(To do) Transcribe every line of the records verbatim.

(Data shown)
•••
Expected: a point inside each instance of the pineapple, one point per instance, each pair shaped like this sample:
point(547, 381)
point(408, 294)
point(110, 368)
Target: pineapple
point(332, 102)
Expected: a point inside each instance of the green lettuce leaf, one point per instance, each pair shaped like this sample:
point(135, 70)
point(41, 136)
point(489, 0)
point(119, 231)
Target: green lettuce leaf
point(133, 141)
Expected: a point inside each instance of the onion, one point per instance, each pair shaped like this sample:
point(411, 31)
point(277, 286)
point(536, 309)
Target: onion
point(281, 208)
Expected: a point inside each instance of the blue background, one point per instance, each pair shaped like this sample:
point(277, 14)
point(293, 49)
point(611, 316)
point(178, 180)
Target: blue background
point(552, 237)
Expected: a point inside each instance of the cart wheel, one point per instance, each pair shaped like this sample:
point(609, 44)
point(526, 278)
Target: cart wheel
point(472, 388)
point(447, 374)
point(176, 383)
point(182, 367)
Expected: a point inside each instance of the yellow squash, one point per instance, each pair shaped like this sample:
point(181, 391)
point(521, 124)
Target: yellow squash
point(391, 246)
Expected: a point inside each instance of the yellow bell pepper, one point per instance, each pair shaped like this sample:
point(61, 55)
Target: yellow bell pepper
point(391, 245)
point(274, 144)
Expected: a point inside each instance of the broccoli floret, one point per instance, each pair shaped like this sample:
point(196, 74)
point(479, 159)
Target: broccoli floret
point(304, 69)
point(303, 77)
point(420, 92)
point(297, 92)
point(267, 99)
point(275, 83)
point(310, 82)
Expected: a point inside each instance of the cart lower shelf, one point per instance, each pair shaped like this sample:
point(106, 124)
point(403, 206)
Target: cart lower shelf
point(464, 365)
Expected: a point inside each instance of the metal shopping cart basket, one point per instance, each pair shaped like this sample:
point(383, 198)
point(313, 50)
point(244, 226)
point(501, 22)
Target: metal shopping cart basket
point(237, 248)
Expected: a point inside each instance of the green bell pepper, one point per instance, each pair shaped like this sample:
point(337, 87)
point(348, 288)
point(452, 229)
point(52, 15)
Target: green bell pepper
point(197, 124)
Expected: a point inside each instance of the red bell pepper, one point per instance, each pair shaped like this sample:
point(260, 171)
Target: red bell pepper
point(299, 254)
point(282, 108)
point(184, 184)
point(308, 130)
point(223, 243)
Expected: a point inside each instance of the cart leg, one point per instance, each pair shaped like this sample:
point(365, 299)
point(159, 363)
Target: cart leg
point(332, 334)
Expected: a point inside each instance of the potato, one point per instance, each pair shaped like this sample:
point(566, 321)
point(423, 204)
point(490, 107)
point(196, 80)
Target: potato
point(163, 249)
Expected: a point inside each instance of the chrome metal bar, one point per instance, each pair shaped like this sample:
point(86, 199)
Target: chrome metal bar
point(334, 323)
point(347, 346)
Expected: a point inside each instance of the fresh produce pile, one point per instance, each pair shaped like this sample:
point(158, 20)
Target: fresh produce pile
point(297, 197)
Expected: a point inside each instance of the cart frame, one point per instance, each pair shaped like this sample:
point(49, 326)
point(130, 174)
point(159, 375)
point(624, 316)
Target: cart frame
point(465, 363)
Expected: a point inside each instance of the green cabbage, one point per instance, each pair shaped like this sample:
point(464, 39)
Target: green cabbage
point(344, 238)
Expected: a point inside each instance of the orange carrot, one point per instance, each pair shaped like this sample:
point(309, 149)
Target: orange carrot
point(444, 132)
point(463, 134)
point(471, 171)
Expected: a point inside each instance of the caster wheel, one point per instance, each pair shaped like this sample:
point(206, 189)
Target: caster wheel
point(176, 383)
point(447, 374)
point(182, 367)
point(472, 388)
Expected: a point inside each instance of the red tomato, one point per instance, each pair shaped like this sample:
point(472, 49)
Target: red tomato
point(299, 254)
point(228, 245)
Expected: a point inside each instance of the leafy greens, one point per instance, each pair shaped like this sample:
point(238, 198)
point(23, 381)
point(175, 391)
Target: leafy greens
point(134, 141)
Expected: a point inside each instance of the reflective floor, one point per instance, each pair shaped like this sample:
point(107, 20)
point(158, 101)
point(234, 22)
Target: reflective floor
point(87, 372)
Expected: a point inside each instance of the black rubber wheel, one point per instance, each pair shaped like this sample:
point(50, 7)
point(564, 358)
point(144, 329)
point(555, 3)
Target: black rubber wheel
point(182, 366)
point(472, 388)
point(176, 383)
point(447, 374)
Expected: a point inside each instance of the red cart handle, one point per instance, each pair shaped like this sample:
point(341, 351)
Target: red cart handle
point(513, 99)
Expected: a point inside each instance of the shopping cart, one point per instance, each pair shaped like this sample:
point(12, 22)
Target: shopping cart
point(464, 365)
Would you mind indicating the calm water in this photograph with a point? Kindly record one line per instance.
•••
(Solution)
Expected: a point inside each instance of the pineapple, one point per instance, each pair shaped like this sample:
point(547, 381)
point(408, 294)
point(110, 368)
Target: pineapple
point(332, 102)
Expected: a point inside each instance of the green lettuce leaf, one point per instance, each pair shaped like this sample:
point(135, 70)
point(41, 136)
point(489, 0)
point(119, 231)
Target: green lettuce leaf
point(133, 141)
Expected: a point inside each instance of the onion, one point per instance, each pair shaped like this sample:
point(411, 31)
point(277, 286)
point(536, 309)
Target: onion
point(281, 208)
Expected: a point inside each instance of the blue background, one point per instance, each pair shaped like this sample:
point(277, 14)
point(293, 49)
point(611, 316)
point(178, 180)
Target: blue background
point(552, 237)
Expected: a point inside each instance of the cart wheel, one point per instance, each pair shaped like this sample:
point(609, 44)
point(526, 278)
Target: cart wheel
point(472, 388)
point(447, 374)
point(176, 383)
point(182, 367)
Expected: a point inside each instance of the yellow squash, one point per instance, each pair shaped like this sample:
point(181, 391)
point(521, 124)
Target: yellow squash
point(391, 246)
Expected: a point inside each instance of the yellow bell pepper, one point per instance, each pair shaped like this sample:
point(61, 55)
Target: yellow bell pepper
point(391, 245)
point(274, 144)
Expected: a point inside each instance of the broccoli floret, one point per instance, each pair shaped like this sample:
point(196, 74)
point(479, 159)
Target: broccoli floret
point(304, 69)
point(303, 77)
point(420, 92)
point(297, 92)
point(267, 99)
point(275, 83)
point(310, 82)
Expected: a point inside each instance of the cart lower shelf, one point per instance, each pair shaped like this sample:
point(106, 124)
point(403, 206)
Target: cart lower shelf
point(464, 365)
Expected: a point inside each instance of the metal shopping cart basket, one point per instance, each pair shaped like this sample:
point(383, 198)
point(313, 50)
point(244, 226)
point(501, 22)
Target: metal shopping cart basket
point(237, 248)
Expected: a point inside each instance of the green bell pepper, one point per instance, each pair shaped like this sample:
point(337, 87)
point(348, 288)
point(452, 229)
point(52, 15)
Target: green bell pepper
point(197, 124)
Expected: a point inside each instance of the red bell pepper, one point per instance, each pair shaped like this sample:
point(260, 171)
Target: red bell pepper
point(299, 254)
point(282, 108)
point(184, 184)
point(308, 130)
point(223, 243)
Expected: a point inside each instance of the cart leg, one point per instance, each pair shaped like this sample:
point(365, 299)
point(159, 363)
Target: cart leg
point(332, 334)
Expected: a point inside each instance of the potato, one point per instance, each pair shaped like this sample:
point(566, 321)
point(423, 204)
point(490, 107)
point(196, 80)
Target: potato
point(163, 249)
Expected: a point inside each instance of the chrome metal bar, one point per instance, each pair shaped like this sample:
point(86, 199)
Target: chrome metal bar
point(334, 323)
point(347, 346)
Expected: a point inside each instance of the fresh produce pile, one point per instance, each pair shaped like this sample:
point(158, 20)
Target: fresh produce pile
point(297, 197)
Expected: a point inside each instance of the cart frame, one point per instance, each pair shaped like this sample:
point(49, 326)
point(130, 174)
point(159, 375)
point(624, 316)
Target: cart frame
point(465, 363)
Expected: a point inside each instance of the green cabbage, one point per instance, each pair shaped like this sample:
point(464, 39)
Target: green cabbage
point(344, 238)
Expected: a point inside each instance of the orange carrot, one point per instance, each pair shaped like this sample:
point(309, 149)
Target: orange carrot
point(444, 132)
point(463, 134)
point(471, 171)
Expected: a point inside each instance of the caster wheel, one point per instance, each pair shaped like this sample:
point(206, 189)
Target: caster wheel
point(176, 383)
point(447, 374)
point(182, 367)
point(472, 388)
Expected: a point inside each instance of the red tomato, one point per instance, each pair shaped like this sample:
point(472, 49)
Target: red tomato
point(299, 254)
point(228, 245)
Expected: a point inside each instance of the leafy greens, one point per instance, each pair shaped like this sample:
point(238, 198)
point(23, 381)
point(175, 391)
Target: leafy greens
point(134, 141)
Expected: a point inside each instance of the reflective floor, one point per instance, each pair shaped like this sample:
point(107, 20)
point(158, 101)
point(234, 22)
Target: reflective floor
point(87, 372)
Expected: a point inside each instance of the black rubber wheel, one point per instance, each pair shaped like this sample:
point(50, 7)
point(564, 358)
point(144, 329)
point(555, 3)
Target: black rubber wheel
point(182, 366)
point(472, 388)
point(176, 383)
point(447, 374)
Expected: a point inside each instance of the red cart handle, one point per instance, each pair shaped like this sample:
point(341, 351)
Target: red cart handle
point(513, 99)
Expected: a point inside each instance of the shopping cart, one point per instance, each pair shaped like this sample:
point(12, 22)
Target: shopping cart
point(464, 365)
Would you mind indicating the calm water in this photograph with a point? Kindly record one line per instance.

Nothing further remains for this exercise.